Written instruction ▸
Copy out all of the material exactly.

Saved entries:
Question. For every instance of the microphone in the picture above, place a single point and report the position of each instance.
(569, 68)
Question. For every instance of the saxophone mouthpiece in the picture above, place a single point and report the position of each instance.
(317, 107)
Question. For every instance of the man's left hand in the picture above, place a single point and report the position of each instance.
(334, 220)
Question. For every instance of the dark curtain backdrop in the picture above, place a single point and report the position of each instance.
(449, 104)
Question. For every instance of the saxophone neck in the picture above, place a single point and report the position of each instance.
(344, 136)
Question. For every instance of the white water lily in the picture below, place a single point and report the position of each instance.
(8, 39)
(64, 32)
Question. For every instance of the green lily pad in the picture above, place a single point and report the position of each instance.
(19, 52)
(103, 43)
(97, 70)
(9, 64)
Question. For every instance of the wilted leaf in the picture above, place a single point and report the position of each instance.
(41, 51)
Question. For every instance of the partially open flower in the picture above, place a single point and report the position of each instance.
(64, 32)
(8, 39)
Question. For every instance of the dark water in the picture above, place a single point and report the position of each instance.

Answer to this exercise ▸
Question. For every instance of the microphone in the picture above, place a single point and report the position of each instance.
(569, 68)
Question. For every instance of the saxophone mouthpiece in the picture above, place a single point and report the position of each instance.
(317, 107)
Question. For every instance of the man's left hand in the picture above, place a single point and report the position of each instance.
(334, 220)
Question. For every instance of the dark curtain backdrop in the picture above, place a single point and report the position of each instance.
(449, 104)
Question. For every instance of the saxophone neck in the picture above, place a single point and report the position of each instance.
(344, 136)
Question. For every instance of the white water lily in the picture below, place a single point and report the position of each instance.
(8, 39)
(64, 32)
Question. For every instance of the green lily pad in the picture above, place a single point and report the position of each instance.
(19, 52)
(103, 43)
(97, 70)
(9, 64)
Question. For every instance of the wilted leaf in the picture above, place a single point and report the position of each instance.
(41, 51)
Question. For every instance of the partially open flower in the picture above, place a single point and report the position of each instance.
(64, 32)
(8, 39)
Question. For every instance of the dark water in the picture above, place a single point and report the position of each instance.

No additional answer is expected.